[Dataset excerpt]
● ● ● ● ● ● ●
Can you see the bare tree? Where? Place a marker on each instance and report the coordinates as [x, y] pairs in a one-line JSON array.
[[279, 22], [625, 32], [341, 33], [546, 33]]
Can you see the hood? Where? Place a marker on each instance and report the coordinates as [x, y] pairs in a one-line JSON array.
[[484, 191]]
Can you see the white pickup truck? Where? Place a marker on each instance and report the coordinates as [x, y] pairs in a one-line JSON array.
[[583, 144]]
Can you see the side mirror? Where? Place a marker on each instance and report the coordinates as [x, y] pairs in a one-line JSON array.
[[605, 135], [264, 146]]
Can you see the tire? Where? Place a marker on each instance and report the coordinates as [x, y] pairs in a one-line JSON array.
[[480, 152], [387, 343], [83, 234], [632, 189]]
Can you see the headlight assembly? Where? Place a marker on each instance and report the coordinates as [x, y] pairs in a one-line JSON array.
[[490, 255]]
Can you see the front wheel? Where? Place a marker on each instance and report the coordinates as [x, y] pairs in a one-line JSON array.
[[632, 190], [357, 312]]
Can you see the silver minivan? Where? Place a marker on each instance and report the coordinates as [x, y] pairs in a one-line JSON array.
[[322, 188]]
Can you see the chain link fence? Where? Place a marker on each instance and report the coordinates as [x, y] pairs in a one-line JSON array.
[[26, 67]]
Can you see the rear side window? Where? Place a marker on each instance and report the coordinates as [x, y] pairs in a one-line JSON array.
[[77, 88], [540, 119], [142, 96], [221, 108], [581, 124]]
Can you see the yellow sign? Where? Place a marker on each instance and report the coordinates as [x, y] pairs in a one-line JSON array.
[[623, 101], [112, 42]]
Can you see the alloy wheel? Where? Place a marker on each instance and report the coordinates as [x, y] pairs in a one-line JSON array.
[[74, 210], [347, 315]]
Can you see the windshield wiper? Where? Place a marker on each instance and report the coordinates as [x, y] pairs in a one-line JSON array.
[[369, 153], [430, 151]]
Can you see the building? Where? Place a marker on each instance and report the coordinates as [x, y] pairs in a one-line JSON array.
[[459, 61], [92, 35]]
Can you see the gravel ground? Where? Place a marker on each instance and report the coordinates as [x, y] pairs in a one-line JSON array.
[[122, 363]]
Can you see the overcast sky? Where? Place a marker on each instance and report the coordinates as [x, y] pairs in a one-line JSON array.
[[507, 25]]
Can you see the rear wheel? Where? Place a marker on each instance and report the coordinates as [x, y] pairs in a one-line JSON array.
● ● ● ● ● ● ●
Stated task:
Return the listing above line for line, without altering a single character.

Exercise answer:
Can you see the bare tree? Where? Place a marker on each instance and report the coordinates as [x, y] pairs in a one-line JSON array.
[[279, 22], [625, 32], [341, 33], [546, 33]]
Can you see the hood? Where? Place a marker on each instance and report the coordinates as [x, y] pairs in a one-line JSON array.
[[484, 191]]
Can you see the white pickup truck? Where? Place a marker on each instance and report the coordinates as [x, y] pairs in a one-line JSON array.
[[583, 144]]
Can you see the side mirror? Where? Place a marker on each instance and report the coordinates as [x, y] pairs in a one-line JSON array.
[[605, 135], [264, 146]]
Can you see the tire? Where? Place a marker on each instance and report the coordinates as [x, y] pairs in a one-line JSON array.
[[480, 152], [387, 343], [83, 234], [632, 189]]
Can you see the headlight assembly? Where? Place a marker on each instance and report the coordinates as [x, y] pairs in a one-line JSON array.
[[490, 255]]
Can you see the front wheel? Where? Place a marker on each instance and report the coordinates as [x, y] pairs in a one-line JSON array.
[[632, 190], [357, 312]]
Can you see the silver minivan? Where? Place a marker on each instance and report the coordinates as [x, y] pairs in a one-line JSON array.
[[322, 188]]
Can you see the chain link fence? Where? Place a marker on each instance and report the coordinates as [x, y] pairs in a one-line JSON array.
[[26, 67]]
Can you see the rear side window? Where? Place a marker on each instance and report the coordinates as [x, y] pairs in a one-line JSON array.
[[77, 88], [540, 119], [142, 96], [221, 108], [581, 124]]
Can you see the yellow sign? Where? Place a marker on each instance and report the coordinates as [x, y] pairs in a one-line JSON array.
[[623, 101], [112, 42]]
Can you see the alloy wheel? Where? Place a marker on each instance and report the coordinates as [x, y] pairs in a one-line JSON array.
[[74, 210], [347, 315]]
Can you see the windshield wiper? Where? Place a marker on each instance and report the coordinates as [x, y] pairs in a one-line JSON array.
[[369, 153], [430, 151]]
Can you see the building? Where? Place a marker on each instance and report the coordinates as [x, y] pairs in a one-line JSON array.
[[459, 61], [92, 35]]
Can you see the gravel ground? Where? Place a marker on each instance and report the coordinates as [x, y] pairs in a one-line JSON array.
[[122, 363]]
Can you see the overcast sky? Where? Place a marker on each instance and report the coordinates as [x, y] pairs in a one-line JSON array.
[[507, 25]]
Can you see the rear wheel? Where? Place a marker on each instance and report the coordinates as [x, y] pairs in a one-line JSON array.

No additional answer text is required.